• **Input material**:

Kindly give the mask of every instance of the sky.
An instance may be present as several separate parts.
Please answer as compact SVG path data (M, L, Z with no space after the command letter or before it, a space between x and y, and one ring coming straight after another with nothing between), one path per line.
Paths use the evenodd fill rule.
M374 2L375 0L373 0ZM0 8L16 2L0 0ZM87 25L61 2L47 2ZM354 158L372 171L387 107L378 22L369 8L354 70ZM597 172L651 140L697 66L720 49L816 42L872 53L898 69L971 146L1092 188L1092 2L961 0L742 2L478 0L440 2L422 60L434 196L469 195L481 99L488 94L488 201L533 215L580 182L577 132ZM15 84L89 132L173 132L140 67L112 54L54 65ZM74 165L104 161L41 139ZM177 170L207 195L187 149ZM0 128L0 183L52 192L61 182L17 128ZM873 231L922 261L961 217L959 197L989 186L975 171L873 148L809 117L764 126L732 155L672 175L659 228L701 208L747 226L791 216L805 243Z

• **To do**: After locating the line containing "Please answer as", give that line and every later line of the listing again exactly, up to and including the last.

• **Result for this exercise**:
Please answer as compact SVG path data (M, L, Z with no space after the command letter or before it, a space between x and y, and one ring coming straight after another with nothing between), one path per line.
Paths use the evenodd fill rule.
M374 2L375 0L373 0ZM0 8L16 2L0 0ZM87 25L61 2L47 2ZM354 158L372 171L387 107L378 22L369 8L354 70ZM597 172L651 140L697 66L720 49L816 42L872 53L898 69L971 146L1092 188L1092 2L961 0L742 2L478 0L440 2L422 60L434 196L469 195L481 99L488 94L488 201L533 215L580 182L577 132ZM15 84L89 132L173 132L140 67L112 54L54 65ZM74 165L104 161L41 139ZM177 170L207 195L187 149ZM0 128L0 183L52 192L61 182L17 128ZM873 231L922 261L961 217L959 197L989 186L975 171L873 148L809 117L764 126L732 155L672 175L659 228L701 208L747 226L791 216L805 243Z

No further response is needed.